- _Given task_: Give the items as a Markdown table, from the start of the items through the line that contains "[718,335,754,373]", inclusive, with the columns Row and Item line and blank lines omitted. Leave the pictures out of the table.

- _The records_:
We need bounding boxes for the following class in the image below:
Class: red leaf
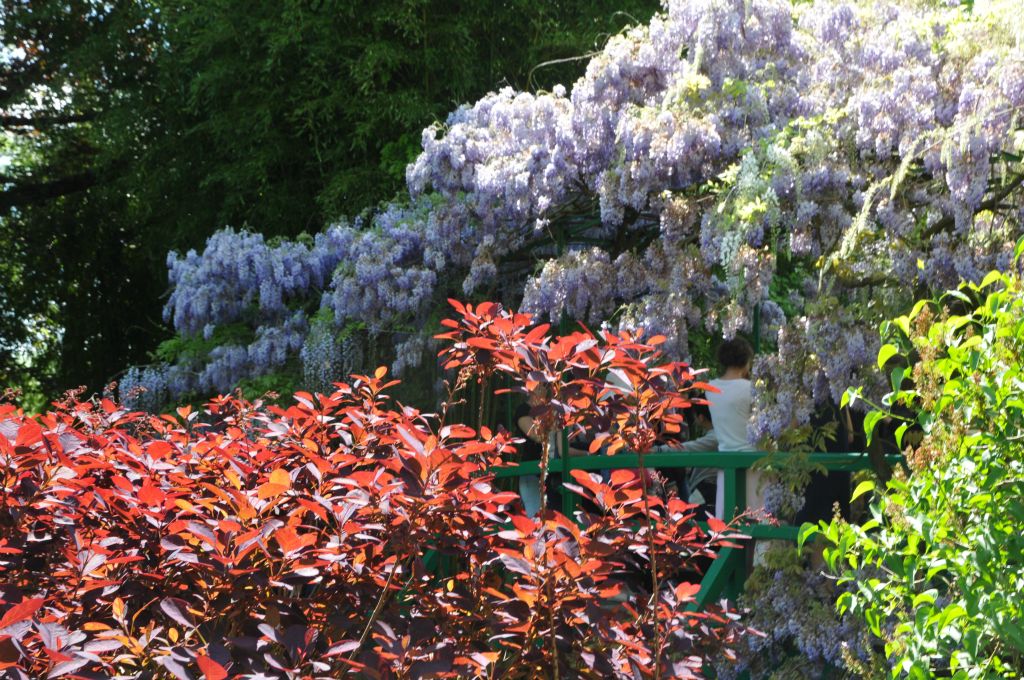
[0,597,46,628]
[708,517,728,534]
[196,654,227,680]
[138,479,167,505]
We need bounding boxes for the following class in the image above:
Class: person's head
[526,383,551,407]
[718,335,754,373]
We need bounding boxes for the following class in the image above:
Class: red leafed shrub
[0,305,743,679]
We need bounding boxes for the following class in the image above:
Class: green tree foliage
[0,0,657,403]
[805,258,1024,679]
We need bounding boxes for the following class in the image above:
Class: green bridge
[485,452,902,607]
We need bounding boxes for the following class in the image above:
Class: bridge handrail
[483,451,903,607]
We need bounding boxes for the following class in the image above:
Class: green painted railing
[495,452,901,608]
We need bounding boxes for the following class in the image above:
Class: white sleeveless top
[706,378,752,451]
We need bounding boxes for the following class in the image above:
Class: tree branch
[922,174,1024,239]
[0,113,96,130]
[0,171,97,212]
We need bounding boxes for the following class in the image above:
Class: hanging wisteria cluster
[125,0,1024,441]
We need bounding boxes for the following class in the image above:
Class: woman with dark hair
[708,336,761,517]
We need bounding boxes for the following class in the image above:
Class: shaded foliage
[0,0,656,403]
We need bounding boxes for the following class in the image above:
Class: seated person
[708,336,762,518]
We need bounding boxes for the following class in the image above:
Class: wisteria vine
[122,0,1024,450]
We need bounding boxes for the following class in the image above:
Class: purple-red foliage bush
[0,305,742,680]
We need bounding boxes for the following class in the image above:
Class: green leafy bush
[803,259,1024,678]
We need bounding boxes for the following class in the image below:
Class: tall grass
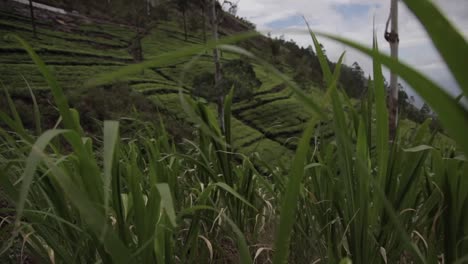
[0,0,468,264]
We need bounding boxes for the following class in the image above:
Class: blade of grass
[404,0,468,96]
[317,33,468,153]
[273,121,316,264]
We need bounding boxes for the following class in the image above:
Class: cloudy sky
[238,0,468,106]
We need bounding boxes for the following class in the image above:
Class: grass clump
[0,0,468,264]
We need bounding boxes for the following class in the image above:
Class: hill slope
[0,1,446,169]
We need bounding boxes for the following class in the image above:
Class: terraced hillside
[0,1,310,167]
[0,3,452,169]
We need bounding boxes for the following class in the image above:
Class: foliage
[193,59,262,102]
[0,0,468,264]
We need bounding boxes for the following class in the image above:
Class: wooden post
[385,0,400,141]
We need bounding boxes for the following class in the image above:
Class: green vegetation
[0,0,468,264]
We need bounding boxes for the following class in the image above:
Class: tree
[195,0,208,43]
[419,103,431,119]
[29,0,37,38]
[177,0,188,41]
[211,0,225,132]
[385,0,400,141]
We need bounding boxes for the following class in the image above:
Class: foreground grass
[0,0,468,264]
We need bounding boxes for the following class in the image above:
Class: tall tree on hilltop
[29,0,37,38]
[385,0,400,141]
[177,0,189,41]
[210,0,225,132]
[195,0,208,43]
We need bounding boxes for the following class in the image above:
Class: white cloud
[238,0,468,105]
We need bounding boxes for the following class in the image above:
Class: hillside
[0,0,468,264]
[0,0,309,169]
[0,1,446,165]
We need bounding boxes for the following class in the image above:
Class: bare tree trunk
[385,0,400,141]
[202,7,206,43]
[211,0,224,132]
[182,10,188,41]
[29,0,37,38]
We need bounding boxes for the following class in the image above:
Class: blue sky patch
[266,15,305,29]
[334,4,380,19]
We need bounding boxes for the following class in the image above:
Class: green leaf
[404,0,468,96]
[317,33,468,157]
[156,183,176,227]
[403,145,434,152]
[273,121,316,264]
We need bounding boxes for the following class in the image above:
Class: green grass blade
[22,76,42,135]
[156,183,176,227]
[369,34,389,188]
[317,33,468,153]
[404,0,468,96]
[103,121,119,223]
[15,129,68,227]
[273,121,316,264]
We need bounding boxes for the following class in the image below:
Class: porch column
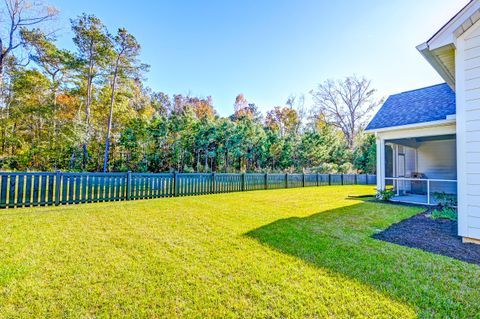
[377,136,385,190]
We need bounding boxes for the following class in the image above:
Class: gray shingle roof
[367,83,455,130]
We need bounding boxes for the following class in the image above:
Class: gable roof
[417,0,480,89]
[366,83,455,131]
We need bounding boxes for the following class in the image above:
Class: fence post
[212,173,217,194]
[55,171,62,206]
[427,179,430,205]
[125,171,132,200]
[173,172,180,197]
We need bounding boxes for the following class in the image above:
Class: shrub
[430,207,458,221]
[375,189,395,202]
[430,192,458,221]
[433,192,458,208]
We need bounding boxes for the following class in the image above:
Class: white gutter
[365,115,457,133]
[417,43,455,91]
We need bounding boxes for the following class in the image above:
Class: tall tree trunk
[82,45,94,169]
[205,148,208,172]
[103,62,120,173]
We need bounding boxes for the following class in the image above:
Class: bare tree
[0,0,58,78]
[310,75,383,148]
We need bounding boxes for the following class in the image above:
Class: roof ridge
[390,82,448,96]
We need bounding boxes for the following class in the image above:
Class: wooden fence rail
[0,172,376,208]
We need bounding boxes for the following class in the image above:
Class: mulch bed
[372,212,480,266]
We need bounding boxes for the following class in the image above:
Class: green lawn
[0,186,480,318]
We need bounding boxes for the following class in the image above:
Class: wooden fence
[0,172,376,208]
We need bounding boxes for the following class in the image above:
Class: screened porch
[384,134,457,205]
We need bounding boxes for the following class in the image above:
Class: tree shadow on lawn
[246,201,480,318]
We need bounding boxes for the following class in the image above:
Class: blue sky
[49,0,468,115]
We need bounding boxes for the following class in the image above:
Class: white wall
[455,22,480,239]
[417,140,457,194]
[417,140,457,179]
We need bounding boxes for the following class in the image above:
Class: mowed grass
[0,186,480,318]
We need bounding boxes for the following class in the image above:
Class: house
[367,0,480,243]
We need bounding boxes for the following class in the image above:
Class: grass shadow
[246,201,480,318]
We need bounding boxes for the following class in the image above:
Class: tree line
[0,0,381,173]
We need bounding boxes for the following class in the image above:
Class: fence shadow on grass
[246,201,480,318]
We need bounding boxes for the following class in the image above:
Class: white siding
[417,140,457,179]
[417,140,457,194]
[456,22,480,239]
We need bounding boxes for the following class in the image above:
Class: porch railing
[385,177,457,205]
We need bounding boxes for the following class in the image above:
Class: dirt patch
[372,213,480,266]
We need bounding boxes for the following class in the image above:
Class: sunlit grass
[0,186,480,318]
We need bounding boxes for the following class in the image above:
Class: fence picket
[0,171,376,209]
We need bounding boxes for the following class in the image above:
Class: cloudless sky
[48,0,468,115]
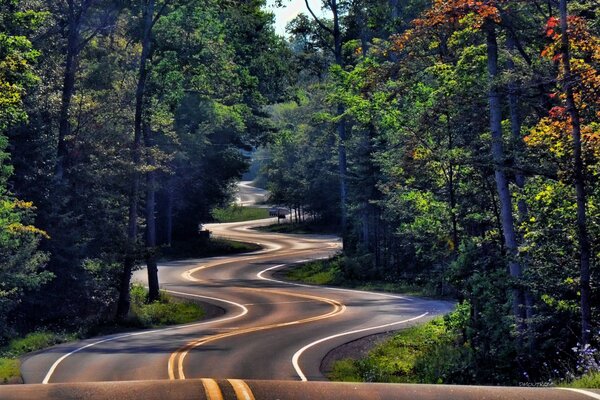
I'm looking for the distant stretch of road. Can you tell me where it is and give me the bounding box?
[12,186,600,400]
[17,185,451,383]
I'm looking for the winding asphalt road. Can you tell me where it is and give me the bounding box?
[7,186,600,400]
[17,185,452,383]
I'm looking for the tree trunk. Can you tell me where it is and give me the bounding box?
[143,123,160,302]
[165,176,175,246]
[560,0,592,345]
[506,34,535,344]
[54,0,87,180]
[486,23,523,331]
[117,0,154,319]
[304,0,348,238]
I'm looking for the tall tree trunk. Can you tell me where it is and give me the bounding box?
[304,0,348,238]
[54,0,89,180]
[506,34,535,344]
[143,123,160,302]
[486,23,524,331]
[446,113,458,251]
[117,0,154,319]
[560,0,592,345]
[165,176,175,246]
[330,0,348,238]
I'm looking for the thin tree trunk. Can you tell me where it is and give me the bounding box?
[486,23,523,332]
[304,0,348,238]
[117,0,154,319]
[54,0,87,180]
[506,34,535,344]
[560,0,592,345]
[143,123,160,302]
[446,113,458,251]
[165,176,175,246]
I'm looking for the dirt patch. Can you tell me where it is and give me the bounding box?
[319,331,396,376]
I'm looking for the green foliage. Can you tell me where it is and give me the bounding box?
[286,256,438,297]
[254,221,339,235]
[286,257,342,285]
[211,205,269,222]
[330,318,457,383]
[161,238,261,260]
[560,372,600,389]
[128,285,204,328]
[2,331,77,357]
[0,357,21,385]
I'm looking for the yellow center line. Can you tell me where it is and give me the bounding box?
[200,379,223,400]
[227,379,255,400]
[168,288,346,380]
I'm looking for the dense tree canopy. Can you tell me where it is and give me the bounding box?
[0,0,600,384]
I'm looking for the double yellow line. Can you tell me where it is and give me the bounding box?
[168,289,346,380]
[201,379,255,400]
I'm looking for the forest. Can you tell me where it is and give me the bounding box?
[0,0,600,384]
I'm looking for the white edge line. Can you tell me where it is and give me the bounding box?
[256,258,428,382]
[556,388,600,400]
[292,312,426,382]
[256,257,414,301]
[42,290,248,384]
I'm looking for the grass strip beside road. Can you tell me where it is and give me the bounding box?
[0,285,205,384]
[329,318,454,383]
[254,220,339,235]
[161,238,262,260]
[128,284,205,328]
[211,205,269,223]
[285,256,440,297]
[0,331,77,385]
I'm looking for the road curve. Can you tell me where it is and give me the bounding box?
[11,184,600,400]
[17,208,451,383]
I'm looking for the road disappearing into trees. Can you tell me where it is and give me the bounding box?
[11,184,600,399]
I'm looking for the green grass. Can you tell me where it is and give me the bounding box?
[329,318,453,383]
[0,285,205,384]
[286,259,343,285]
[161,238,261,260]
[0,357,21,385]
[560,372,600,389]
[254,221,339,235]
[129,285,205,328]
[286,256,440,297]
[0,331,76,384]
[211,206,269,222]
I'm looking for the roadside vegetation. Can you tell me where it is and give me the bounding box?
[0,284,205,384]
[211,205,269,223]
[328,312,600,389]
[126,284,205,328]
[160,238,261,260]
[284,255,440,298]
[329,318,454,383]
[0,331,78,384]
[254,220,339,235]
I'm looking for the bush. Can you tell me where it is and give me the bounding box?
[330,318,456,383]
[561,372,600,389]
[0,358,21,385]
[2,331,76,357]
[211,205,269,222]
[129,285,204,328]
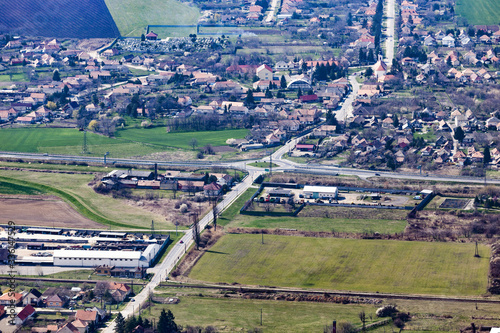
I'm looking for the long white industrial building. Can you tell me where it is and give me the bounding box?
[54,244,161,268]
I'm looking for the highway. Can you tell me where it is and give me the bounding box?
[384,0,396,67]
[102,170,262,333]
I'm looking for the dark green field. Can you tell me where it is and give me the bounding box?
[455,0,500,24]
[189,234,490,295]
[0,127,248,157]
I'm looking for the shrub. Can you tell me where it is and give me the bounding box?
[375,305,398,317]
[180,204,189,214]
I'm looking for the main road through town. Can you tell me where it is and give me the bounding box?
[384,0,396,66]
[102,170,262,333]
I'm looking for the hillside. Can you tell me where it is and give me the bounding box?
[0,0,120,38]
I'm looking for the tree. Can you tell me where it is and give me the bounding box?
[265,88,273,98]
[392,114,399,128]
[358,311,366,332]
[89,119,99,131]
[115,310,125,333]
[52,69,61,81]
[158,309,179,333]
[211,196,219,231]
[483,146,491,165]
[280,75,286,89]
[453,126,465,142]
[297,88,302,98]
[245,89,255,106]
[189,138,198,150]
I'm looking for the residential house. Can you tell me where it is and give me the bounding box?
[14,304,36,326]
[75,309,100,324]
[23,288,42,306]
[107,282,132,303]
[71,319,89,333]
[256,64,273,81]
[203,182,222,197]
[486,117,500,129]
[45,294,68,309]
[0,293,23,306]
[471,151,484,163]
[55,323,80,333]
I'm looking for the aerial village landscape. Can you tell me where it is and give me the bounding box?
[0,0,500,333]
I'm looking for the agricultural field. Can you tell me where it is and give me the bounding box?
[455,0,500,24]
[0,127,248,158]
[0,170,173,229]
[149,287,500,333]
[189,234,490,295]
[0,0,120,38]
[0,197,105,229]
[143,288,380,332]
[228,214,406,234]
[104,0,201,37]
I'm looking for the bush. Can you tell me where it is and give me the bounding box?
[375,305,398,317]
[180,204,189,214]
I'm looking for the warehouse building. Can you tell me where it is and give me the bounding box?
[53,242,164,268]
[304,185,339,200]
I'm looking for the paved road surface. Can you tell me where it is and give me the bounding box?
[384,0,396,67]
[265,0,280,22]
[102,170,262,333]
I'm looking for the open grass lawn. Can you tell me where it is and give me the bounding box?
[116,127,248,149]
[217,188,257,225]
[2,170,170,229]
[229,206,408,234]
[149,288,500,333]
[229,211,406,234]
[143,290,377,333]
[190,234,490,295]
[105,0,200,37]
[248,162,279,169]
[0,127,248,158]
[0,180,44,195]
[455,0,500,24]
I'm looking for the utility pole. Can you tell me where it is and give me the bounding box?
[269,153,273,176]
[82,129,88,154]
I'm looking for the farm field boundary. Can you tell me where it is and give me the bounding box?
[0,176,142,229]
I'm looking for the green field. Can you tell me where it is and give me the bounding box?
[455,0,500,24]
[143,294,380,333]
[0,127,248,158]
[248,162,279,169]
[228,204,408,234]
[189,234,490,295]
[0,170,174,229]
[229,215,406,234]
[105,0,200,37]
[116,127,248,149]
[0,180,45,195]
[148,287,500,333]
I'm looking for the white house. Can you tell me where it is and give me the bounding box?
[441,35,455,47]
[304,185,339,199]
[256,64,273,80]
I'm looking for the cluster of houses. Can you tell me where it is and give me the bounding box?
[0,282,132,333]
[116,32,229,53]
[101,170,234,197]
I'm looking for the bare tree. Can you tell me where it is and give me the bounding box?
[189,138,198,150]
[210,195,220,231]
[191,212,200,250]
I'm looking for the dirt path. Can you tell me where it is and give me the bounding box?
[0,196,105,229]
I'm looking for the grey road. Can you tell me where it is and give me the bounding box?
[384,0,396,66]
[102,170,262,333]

- _Task answer_:
| Row | Item line |
|---|---|
| 1 | We need bounding boxes for the following class in the image below: |
| 2 | Class: red leaf |
| 3 | [0,597,46,628] |
| 4 | [708,517,728,534] |
| 5 | [196,654,227,680] |
| 6 | [138,479,167,505] |
| 7 | We need bounding boxes for the following class in the image above: |
| 8 | Class: person's head |
| 9 | [526,383,551,407] |
| 10 | [718,335,754,373] |